#### Supplied material
/---

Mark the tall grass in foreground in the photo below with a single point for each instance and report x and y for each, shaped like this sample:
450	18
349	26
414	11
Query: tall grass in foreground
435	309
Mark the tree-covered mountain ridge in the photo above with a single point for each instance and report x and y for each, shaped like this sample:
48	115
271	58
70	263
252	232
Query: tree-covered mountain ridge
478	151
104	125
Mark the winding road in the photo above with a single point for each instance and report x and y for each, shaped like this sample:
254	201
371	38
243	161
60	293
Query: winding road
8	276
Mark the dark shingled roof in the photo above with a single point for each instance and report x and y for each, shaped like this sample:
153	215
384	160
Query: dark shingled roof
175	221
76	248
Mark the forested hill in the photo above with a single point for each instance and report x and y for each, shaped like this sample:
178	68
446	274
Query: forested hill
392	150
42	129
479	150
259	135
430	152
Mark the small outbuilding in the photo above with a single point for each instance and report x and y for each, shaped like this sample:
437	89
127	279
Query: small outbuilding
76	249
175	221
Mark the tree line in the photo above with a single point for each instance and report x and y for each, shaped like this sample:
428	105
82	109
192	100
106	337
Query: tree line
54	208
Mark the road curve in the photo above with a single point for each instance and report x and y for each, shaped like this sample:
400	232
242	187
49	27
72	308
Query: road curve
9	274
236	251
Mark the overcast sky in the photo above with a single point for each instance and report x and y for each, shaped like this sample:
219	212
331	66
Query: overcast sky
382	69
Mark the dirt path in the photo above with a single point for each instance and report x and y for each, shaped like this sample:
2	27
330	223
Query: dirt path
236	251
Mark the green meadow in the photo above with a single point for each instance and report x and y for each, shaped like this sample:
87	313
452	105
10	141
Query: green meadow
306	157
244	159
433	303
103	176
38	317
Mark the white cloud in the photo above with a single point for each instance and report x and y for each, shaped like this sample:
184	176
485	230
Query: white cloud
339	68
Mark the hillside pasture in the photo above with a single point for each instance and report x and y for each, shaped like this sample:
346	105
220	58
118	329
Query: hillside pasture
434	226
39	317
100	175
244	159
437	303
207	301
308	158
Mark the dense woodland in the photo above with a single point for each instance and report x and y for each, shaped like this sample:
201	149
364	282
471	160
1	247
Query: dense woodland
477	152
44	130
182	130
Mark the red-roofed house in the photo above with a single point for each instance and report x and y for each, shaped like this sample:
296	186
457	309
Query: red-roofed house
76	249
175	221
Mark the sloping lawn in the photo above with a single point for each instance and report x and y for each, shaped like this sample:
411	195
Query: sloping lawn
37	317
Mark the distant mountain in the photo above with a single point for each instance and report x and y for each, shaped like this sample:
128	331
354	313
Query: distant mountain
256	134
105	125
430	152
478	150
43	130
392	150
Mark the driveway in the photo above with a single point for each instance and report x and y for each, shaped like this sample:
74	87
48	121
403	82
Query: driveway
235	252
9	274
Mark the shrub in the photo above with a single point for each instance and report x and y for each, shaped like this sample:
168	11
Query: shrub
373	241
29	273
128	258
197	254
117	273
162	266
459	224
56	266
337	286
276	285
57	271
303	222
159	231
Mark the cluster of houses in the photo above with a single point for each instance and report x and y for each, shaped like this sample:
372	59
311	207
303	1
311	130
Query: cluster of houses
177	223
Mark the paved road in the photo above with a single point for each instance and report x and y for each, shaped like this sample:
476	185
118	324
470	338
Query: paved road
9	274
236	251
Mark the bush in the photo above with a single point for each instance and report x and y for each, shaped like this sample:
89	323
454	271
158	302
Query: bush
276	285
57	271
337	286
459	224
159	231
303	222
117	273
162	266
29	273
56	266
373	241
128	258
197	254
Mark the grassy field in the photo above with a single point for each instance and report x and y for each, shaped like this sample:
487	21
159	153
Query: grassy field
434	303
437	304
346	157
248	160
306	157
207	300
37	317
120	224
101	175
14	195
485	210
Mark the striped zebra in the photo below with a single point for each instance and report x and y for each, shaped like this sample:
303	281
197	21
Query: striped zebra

\---

#### What needs to be done
Write out the records above again, keeping each one identical to the original.

#### Result for this exercise
Mark the tall grass in foreground in the photo below with a single point for each instance and report x and y for each, shaped like this sample:
450	18
349	26
414	11
Query: tall grass in foreground
435	309
Mark the tree-covered mountain ridge in the photo above with a single point for each instance and report x and y for each, shaped like this sample:
48	115
271	58
70	263
252	232
Query: tree-covered mountain ridge
478	151
104	125
Mark the winding road in the photo above with a single point for each instance and report x and y for each, shaped like this sample:
254	201
371	38
243	161
60	293
Query: winding road
8	276
Mark the dark shingled roof in the photo above with a single point for each instance and report x and y for each, shaped like this sample:
153	215
384	160
Query: dark shingled roof
175	221
76	248
Mark the forested hill in the photo above with a single point for each instance and report x and y for each, shaped like this sample:
178	68
446	274
Query: forested hill
392	150
42	129
479	150
259	135
430	152
Mark the small outbuilding in the photo above with a single point for each instance and report x and y for each, shaped like this sample:
437	89
127	279
Query: small outbuilding
76	249
175	221
Mark the tree line in the photo above with a single point for each instance and report x and y for each, shaped like this sample:
428	105
82	109
192	100
106	337
Query: tree line
54	208
Mark the road curve in the photo above with a single point for each instance and report x and y for each, shaped like this sample:
400	232
242	187
49	27
72	308
Query: road curve
9	274
236	251
Mark the overcast sky in the photo above with a single point for each instance and report x and y for each, shaped like this sample:
219	212
331	66
Query: overcast sky
382	69
Mark the dirt path in the photo above with a single point for each instance and report x and y for each, shaped like this sample:
2	27
330	223
Query: dirt path
236	251
Mark the green meadow in the photo above with a single point for each instance and report x and y for each, shaped like this sample:
87	313
452	105
10	141
Query: green meadow
306	157
244	159
433	303
103	176
38	317
Mark the white cloud in the photo above with a single point for each instance and report x and y for each, shaped like this sample:
184	176
485	230
Query: white cloud
339	68
Mark the hillside pasture in the photo above with a single point for each instance and report x and y for each, shaped like this sample:
346	105
220	58
118	329
Query: hillside pasture
434	226
39	317
100	175
244	159
437	303
207	301
308	158
Mark the dense woodland in the photo above with a single point for each instance and report x and y for each, shaped like this sample:
201	149
364	282
471	160
1	247
Query: dense woodland
477	152
44	130
182	130
Mark the red-roofed house in the photo above with a single point for each instance and report x and y for each, shaped like this sample:
296	186
457	309
Query: red-roofed house
76	249
175	221
Mark the sloping lawn in the photo above with a single point for each instance and report x and y for each, shaped like this sample:
411	195
Query: sloping lawn
37	317
Mark the distant mountain in the photo above with a single point for each instance and report x and y for each, shaped like this sample:
128	331
354	313
Query: distant mountain
256	134
105	125
430	152
478	150
43	130
392	150
Mark the driveway in the photo above with a single point for each instance and report x and y for each, shaped like this sample:
74	87
48	121
403	82
Query: driveway
235	252
9	274
Mark the shrub in the photo above with a single point for each instance and report x and y for each, shaped like this sample:
168	11
Query: shrub
373	241
29	273
128	258
197	254
117	273
162	266
459	224
56	266
337	286
276	285
57	271
303	222
159	231
Mark the cluster of houses in the photo above with a single point for each instance and report x and y for each, shaped like this sample:
372	59
311	207
303	1
311	130
Query: cluster of houses
177	223
Mark the paved road in the photo above with a single point for each instance and report x and y for each, shaped like this sample:
476	185
118	324
470	338
Query: paved road
9	274
236	251
Mark the bush in the photo above with a single point for each instance and report x and y for each, shaped like this sample:
89	323
454	271
158	302
Query: bush
276	285
57	271
337	286
459	224
159	231
303	222
117	273
162	266
29	273
56	266
373	241
128	258
197	254
Mark the grassy field in the photo above with a single point for each instance and report x and y for each, shaped like this sample:
487	21
159	153
Query: grassy field
434	303
437	304
346	157
248	160
306	157
207	300
37	317
120	224
101	175
14	195
485	210
Mark the striped zebra in the photo below with a single point for each instance and report x and y for each, shaped like this sample:
303	281
197	21
Query: striped zebra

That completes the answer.